- [Your objective]
Copy word for word, please, the lines of the entries below running from the one containing "Could you point to the woman in tan" to the one containing "Could you point to the woman in brown", both ends included.

================================

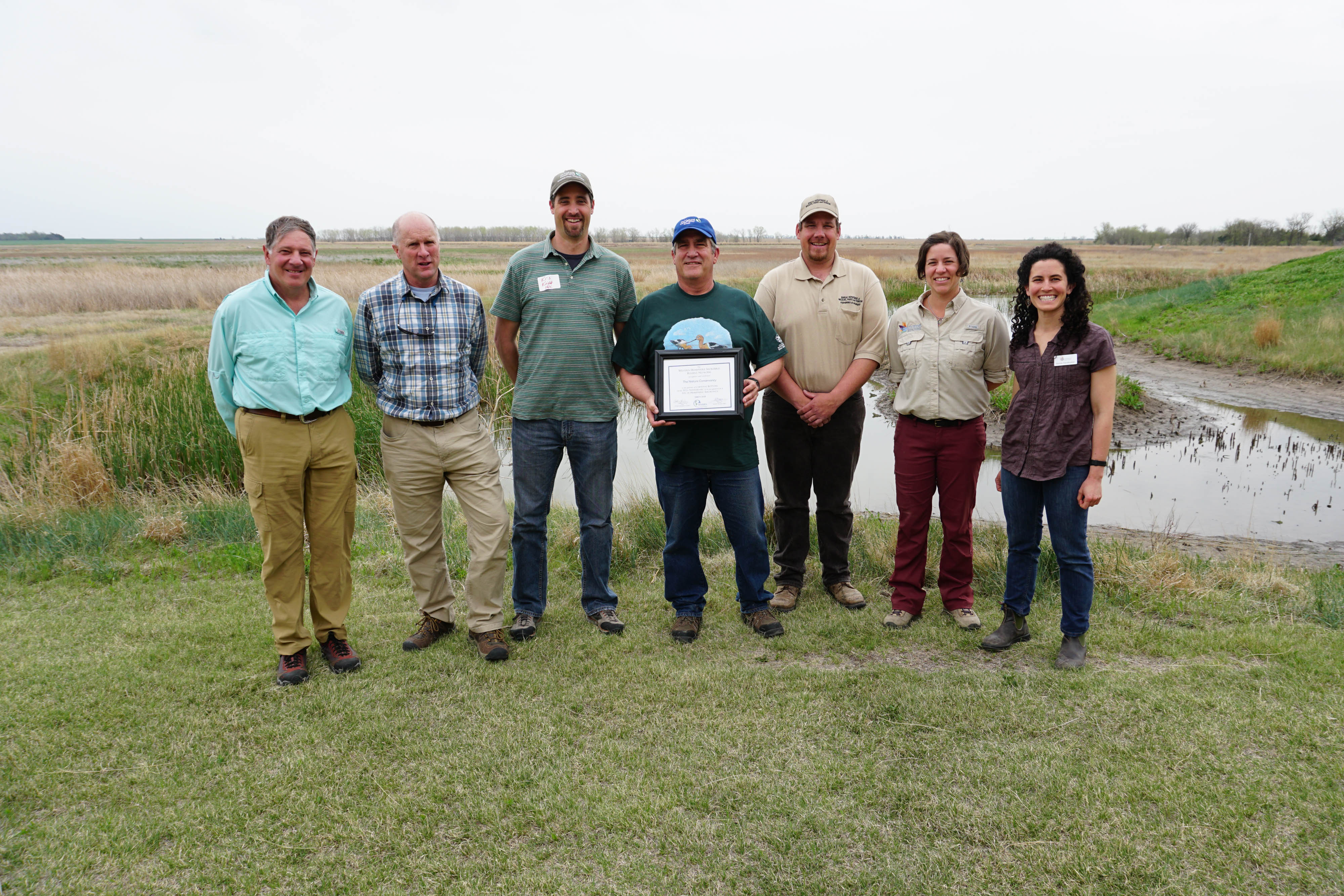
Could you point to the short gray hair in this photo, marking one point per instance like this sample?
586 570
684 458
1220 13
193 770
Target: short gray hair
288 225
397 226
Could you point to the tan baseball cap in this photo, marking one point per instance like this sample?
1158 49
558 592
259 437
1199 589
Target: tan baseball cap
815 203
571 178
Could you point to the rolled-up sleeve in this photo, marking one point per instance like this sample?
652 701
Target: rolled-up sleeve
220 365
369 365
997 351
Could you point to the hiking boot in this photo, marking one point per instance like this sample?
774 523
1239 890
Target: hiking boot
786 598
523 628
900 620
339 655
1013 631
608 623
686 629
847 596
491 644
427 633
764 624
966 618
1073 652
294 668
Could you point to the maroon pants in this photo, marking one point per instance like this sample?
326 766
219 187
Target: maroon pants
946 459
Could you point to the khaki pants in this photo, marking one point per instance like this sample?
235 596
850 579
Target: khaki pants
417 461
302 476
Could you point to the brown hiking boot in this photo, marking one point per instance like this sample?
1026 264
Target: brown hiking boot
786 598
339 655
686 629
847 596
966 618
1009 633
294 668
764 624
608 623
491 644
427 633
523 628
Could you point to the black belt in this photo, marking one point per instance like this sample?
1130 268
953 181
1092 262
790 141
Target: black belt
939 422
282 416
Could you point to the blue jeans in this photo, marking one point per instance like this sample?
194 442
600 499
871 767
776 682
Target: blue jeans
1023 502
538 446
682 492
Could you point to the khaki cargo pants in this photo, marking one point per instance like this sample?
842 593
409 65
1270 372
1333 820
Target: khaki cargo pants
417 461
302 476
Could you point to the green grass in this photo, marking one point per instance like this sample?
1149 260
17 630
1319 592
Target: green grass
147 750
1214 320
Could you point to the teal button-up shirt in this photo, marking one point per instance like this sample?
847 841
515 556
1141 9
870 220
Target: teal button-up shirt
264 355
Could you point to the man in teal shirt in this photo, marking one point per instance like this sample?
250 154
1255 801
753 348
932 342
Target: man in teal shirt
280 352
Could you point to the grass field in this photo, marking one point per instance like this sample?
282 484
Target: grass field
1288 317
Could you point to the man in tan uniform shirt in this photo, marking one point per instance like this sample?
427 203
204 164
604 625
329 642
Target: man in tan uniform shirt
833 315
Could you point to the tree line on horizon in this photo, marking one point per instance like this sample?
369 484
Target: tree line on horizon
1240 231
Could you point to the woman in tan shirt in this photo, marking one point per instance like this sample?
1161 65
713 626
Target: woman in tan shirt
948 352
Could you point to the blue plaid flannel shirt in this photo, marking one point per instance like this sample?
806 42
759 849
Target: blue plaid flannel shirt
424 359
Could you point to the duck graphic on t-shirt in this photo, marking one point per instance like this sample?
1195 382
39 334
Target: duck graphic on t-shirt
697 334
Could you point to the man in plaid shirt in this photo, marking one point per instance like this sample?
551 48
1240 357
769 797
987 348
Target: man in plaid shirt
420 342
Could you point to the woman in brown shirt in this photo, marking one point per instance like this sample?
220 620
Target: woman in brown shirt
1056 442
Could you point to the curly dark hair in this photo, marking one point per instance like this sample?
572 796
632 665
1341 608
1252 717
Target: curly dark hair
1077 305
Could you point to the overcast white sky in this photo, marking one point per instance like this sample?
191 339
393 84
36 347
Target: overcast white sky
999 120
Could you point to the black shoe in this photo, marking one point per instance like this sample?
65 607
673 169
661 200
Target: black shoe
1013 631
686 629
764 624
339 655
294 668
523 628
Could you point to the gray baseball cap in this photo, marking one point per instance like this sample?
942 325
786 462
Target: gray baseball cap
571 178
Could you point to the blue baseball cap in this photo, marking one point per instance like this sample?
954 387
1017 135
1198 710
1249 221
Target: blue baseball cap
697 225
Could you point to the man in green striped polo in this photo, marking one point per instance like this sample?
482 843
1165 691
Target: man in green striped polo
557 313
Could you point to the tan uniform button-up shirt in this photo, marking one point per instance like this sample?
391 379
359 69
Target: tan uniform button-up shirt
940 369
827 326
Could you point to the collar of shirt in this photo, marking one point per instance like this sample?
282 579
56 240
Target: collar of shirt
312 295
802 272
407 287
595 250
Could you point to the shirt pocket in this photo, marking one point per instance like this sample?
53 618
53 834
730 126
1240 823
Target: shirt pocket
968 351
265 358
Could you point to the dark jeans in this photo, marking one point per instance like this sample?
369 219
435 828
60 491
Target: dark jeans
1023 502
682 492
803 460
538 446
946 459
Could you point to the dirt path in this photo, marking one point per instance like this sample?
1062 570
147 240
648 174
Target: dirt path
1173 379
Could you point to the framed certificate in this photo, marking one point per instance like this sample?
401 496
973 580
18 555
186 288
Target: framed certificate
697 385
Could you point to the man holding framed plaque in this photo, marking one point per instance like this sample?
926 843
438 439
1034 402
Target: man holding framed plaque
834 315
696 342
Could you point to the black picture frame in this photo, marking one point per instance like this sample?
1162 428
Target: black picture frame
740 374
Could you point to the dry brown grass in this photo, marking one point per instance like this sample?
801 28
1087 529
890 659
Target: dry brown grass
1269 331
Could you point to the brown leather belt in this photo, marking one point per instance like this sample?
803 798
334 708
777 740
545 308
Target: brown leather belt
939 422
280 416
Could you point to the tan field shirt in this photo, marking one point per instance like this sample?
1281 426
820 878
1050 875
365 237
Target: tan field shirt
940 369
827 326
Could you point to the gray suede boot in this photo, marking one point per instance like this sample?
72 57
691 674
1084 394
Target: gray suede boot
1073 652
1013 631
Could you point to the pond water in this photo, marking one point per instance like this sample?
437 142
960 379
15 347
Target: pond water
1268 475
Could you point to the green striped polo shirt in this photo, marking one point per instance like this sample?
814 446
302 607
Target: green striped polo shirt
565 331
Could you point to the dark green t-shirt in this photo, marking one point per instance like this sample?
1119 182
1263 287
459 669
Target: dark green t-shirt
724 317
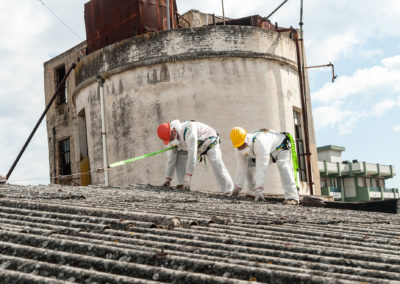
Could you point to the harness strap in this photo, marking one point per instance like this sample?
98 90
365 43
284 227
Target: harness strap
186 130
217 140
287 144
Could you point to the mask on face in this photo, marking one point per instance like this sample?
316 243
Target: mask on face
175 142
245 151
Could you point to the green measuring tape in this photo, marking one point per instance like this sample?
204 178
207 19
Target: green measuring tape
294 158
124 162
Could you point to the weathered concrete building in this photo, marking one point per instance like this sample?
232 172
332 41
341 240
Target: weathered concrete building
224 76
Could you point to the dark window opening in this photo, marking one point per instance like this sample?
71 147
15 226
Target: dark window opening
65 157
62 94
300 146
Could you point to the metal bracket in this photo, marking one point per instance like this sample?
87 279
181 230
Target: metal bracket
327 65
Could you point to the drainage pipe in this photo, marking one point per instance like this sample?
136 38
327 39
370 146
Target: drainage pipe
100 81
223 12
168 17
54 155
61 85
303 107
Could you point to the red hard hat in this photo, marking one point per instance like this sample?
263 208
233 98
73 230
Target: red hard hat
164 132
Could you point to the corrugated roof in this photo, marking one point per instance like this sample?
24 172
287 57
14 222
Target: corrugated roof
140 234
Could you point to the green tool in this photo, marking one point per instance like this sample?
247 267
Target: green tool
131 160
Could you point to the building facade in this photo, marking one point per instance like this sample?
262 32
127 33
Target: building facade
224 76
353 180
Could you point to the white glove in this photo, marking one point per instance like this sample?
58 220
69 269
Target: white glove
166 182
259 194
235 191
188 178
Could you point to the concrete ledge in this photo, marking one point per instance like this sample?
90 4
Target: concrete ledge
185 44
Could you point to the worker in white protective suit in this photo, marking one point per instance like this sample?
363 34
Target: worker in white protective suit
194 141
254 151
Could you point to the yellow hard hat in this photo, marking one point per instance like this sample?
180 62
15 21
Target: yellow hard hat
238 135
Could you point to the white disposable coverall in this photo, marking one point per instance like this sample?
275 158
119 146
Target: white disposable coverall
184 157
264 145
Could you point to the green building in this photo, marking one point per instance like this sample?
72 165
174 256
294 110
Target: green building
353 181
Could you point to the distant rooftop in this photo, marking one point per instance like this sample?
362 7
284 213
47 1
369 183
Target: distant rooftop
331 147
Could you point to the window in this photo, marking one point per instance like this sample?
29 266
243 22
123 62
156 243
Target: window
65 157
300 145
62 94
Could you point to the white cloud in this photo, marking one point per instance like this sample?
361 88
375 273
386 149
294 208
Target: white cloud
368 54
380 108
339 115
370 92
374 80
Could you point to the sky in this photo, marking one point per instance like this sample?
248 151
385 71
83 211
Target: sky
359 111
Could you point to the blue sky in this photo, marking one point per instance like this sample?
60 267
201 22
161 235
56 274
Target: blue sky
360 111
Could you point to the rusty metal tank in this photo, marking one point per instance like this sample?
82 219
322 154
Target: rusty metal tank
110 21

================================

- [Response to this task]
Could you point to the woman in tan shirt in this photo, marking one point per instance like this sample?
1161 65
713 626
Target: woman in tan shirt
948 352
Could you point to the blue plaid flannel shirt in this photo, marking one point per instance like this sample?
806 42
759 849
Target: blue plaid flannel shirt
424 359
Could you point to the duck graphic on t-shirt in this photo, marking one point per instance like this sample?
1195 382
39 334
Target: duck graphic on t-shirt
697 334
Could you point to the man in plaid shirt in this photo, marking one point per instance like this sample?
551 48
1240 357
769 797
987 348
Target: man in plaid shirt
420 342
Could you point to the woman in brown shirt in this photo, marking one point per instance like this sample?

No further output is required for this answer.